Return, in their exact form, the lines that lie between the start of the data below and the line containing "# pick out one point per instance of the handrail", with both ends included.

→ Extracted material:
******

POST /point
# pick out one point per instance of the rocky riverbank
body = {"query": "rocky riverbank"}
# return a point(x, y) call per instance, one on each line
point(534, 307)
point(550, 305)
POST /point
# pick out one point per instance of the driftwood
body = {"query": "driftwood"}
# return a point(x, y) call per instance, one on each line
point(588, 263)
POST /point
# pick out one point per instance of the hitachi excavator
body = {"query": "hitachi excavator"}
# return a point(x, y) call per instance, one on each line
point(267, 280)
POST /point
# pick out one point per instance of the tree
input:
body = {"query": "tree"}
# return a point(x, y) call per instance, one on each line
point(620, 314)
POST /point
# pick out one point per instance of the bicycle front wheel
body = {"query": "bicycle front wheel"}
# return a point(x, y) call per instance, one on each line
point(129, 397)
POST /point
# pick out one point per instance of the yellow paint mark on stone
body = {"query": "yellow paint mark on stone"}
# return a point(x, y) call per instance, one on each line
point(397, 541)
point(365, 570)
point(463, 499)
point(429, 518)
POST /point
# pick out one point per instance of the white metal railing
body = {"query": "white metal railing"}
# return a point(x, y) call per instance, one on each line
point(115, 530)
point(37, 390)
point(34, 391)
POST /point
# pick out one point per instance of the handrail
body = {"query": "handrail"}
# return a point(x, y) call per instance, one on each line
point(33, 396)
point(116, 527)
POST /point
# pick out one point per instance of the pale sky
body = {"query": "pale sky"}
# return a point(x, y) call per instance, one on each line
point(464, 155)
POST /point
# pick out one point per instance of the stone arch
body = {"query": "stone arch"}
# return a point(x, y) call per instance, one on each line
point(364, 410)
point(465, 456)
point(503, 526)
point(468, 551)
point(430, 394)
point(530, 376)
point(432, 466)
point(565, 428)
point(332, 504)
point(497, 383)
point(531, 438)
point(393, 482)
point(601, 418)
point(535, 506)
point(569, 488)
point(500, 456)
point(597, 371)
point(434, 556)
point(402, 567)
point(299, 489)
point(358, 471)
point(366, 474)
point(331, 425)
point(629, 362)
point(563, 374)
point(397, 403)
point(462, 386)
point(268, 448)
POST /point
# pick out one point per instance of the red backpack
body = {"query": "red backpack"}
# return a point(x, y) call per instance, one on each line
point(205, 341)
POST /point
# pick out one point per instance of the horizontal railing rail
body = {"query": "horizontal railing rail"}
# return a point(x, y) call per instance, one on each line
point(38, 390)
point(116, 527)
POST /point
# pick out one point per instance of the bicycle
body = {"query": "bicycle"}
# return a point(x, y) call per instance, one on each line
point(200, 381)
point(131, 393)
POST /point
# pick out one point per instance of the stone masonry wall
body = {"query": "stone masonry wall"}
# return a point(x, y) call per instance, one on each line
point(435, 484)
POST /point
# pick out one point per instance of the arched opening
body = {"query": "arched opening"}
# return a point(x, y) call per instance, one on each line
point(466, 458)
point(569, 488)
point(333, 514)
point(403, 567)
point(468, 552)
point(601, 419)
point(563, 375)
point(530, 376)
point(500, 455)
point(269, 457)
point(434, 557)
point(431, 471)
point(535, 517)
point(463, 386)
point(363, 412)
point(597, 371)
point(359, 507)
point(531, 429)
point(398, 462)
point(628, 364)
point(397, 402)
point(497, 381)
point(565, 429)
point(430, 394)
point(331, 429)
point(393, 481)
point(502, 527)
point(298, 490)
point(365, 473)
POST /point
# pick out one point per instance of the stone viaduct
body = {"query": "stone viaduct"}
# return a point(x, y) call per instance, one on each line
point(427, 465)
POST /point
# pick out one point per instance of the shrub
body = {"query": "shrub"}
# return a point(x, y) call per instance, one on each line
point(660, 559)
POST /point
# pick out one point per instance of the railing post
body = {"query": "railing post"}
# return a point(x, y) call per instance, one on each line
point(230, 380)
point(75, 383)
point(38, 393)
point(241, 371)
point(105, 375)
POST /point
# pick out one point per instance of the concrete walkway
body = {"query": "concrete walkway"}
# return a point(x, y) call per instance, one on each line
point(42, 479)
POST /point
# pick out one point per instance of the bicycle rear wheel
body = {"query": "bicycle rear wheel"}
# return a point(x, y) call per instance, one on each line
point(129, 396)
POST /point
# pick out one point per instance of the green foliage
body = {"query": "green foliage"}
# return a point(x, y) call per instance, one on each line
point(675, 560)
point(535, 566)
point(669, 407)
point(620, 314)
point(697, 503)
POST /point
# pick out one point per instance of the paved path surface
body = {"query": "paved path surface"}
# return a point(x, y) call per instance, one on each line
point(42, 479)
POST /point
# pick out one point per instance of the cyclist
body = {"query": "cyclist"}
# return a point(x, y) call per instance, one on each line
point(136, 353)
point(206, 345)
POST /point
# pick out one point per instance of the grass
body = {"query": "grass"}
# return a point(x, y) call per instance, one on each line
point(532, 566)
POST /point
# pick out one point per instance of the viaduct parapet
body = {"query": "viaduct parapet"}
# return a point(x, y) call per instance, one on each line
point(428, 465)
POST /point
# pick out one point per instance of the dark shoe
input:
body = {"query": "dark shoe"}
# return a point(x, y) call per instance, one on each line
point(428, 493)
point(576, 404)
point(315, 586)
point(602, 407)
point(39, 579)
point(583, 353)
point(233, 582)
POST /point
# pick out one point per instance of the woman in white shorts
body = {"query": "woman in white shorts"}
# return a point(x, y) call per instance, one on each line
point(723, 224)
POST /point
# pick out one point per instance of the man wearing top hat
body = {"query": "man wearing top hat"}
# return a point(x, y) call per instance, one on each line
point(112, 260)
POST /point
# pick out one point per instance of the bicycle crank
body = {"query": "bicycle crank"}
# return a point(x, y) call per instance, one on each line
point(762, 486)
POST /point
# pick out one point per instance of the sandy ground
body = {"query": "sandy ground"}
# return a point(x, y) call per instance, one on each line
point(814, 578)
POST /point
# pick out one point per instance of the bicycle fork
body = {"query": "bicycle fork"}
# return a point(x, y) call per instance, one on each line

******

→ Result of the exercise:
POST /point
# pick out one point per instance of the rocky riverbank
body = {"query": "rocky riverbank"}
# return a point(x, y) call per instance, one on each line
point(534, 307)
point(550, 305)
POST /point
# pick out one point per instance of the driftwood
body = {"query": "driftwood"}
# return a point(x, y) call per instance, one on each line
point(588, 263)
POST /point
# pick out one point per instance of the hitachi excavator
body = {"query": "hitachi excavator"}
# return a point(x, y) call per instance, one on each line
point(267, 280)
POST /point
# pick out one point per instance of the tree
input:
body = {"query": "tree"}
# return a point(x, y) call per instance, one on each line
point(620, 314)
POST /point
# pick out one point per instance of the bicycle front wheel
body = {"query": "bicycle front wheel"}
# return a point(x, y) call per instance, one on each line
point(129, 397)
POST /point
# pick out one point per instance of the yellow paint mark on stone
body = {"query": "yellow paint mark on stone"}
# return a point(x, y) call per instance, one on each line
point(397, 541)
point(365, 570)
point(463, 499)
point(429, 518)
POST /point
# pick out one point per instance of the white metal railing
body = {"query": "white metal railing"}
# return a point(x, y) call per instance, one on each line
point(115, 530)
point(37, 390)
point(34, 391)
POST /point
# pick out one point per instance of the handrail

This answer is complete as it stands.